# [Work order]
Please give a word-for-word repeat of the line containing "Given the photograph above" and all lines that come after it in the entries below, ending at the last line.

# [The records]
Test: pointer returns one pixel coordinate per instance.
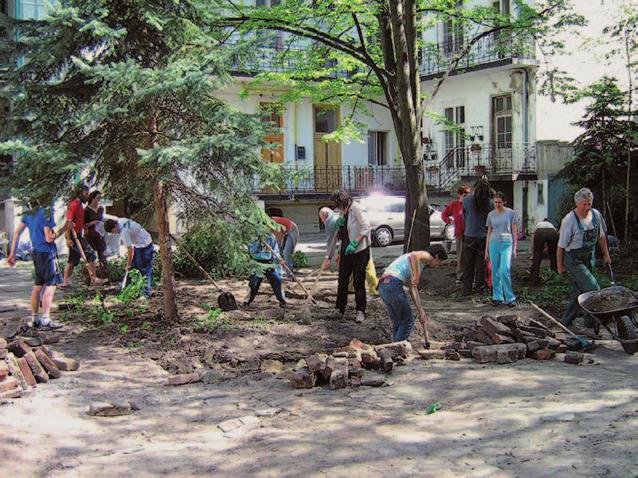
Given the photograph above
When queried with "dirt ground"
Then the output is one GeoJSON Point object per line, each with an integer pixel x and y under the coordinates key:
{"type": "Point", "coordinates": [529, 419]}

# [Solution to the exercise]
Given the photograph above
When queried with "dirt ground"
Then the output is one GeoJSON Point object per line, each with an integer pixel x and y under the coordinates key:
{"type": "Point", "coordinates": [529, 419]}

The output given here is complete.